[Point-per-instance localization data]
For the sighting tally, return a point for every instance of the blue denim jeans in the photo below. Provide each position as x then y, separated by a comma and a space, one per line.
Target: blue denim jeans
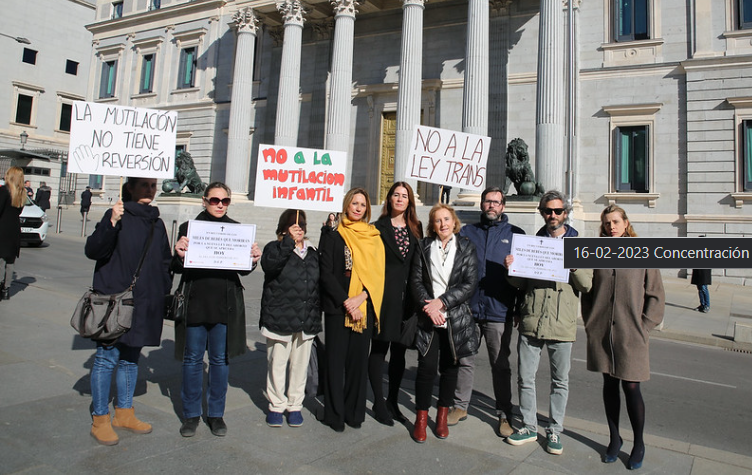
197, 339
559, 355
106, 359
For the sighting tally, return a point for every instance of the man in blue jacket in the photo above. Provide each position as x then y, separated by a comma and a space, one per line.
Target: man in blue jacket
492, 305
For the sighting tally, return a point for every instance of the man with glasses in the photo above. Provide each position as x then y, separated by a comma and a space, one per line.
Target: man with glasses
493, 300
548, 316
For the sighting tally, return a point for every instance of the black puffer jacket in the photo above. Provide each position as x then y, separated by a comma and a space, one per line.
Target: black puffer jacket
456, 298
290, 302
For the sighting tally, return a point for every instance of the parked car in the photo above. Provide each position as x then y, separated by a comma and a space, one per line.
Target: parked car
34, 223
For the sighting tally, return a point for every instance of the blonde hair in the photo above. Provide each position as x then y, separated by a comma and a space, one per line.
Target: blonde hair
14, 182
629, 232
348, 199
430, 228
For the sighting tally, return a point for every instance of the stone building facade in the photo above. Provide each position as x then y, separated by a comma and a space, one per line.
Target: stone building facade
644, 104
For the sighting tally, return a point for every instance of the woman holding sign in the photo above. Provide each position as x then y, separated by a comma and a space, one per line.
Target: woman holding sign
444, 276
619, 312
130, 229
352, 287
215, 320
400, 232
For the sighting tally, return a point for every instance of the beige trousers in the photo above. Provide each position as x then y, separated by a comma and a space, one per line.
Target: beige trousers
286, 372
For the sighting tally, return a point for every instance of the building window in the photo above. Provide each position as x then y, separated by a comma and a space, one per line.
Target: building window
71, 67
117, 10
66, 110
30, 56
631, 19
95, 182
747, 155
147, 74
745, 14
24, 108
107, 82
632, 157
187, 70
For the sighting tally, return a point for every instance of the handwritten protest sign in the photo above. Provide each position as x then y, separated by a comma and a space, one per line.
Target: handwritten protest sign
303, 178
122, 141
217, 245
448, 157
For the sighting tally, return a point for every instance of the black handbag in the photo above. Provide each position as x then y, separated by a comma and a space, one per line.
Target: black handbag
106, 317
176, 303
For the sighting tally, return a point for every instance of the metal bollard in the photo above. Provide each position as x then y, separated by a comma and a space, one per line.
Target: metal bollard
59, 220
83, 224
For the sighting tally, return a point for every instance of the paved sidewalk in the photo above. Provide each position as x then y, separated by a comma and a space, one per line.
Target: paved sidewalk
44, 402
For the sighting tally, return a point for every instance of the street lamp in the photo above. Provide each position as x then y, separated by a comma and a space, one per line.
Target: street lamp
19, 39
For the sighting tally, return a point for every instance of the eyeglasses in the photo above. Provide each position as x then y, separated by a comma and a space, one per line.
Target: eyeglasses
214, 201
552, 211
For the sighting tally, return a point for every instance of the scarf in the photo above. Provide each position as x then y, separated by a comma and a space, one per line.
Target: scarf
367, 249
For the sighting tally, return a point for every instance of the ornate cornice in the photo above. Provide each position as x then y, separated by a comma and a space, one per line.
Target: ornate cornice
292, 11
345, 7
245, 21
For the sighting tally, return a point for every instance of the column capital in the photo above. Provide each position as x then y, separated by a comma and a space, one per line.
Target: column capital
292, 11
245, 21
417, 3
322, 29
345, 7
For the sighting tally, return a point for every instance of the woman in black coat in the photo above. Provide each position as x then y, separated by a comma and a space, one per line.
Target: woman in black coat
12, 199
444, 277
290, 316
214, 323
117, 243
400, 232
351, 261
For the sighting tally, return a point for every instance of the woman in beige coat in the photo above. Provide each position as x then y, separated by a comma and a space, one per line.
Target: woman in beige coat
617, 326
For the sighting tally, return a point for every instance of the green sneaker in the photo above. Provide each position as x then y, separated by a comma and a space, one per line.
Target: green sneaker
554, 444
522, 436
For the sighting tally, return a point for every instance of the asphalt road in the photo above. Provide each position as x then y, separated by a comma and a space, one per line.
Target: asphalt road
696, 394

**Task objective**
From the first line of the entries above through the line with "the man with", set down each line exactly and drop the pictures.

**Task result**
For the sighting tally, return a point for every instance of the blue denim jeans in the photo below. Provide each position as x then y, separated by a comma and a space, one per line.
Target: blue denim jeans
197, 339
559, 355
106, 359
For the sighting tally, return a point for every instance of the man in blue jacket in the photo above. Provide each position as x then y, separated by a comma and a space, one per line.
Target: man in blue jacket
492, 305
For the sighting tally, return a point for every instance of the man with glasses in the photo above. Provide each position as x then y, separated by a comma and a space, one per line.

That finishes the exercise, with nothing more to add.